Can you reproduce every entry below with each "bounding box" swapped for "rectangular frame", keeping everything else unchanged?

** start **

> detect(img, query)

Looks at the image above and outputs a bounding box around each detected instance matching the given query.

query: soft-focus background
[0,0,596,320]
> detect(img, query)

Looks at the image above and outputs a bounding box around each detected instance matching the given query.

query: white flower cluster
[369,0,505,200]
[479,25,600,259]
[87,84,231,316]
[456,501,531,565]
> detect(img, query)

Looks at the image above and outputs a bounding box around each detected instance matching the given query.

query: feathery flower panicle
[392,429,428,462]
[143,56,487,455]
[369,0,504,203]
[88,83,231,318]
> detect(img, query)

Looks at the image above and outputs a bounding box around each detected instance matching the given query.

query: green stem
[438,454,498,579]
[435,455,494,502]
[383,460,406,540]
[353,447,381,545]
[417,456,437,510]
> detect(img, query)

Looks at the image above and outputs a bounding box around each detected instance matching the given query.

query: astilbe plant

** end **

=== Task output ===
> detect(img, query)

Looks at the image above and outputs a rectangular frame around each detected instance matching the given query.

query: soft-focus background
[0,0,596,320]
> detect(img, query)

Looks at the image above and outputs a rectangular frame around each detected instance matching the given query.

query: white flower cluster
[369,0,505,200]
[479,25,600,259]
[87,84,231,316]
[456,501,531,565]
> detect(img, query)

Looks at the image above and outputs a rectangular frame around each detected instance matching the given query.

query: feathery flower panicle
[392,429,428,462]
[143,56,487,455]
[369,0,504,203]
[88,83,231,318]
> detect(img, query)

Looks at the image above and outputs a rectangular frame around each detected instance matching the given query.

query: green stem
[438,454,498,579]
[435,455,494,502]
[383,460,406,540]
[353,447,381,545]
[417,456,437,510]
> detect(img, query)

Looks at the image above and outputs a rectangular frame around each detected instance matching the given query.

query: astilbe plant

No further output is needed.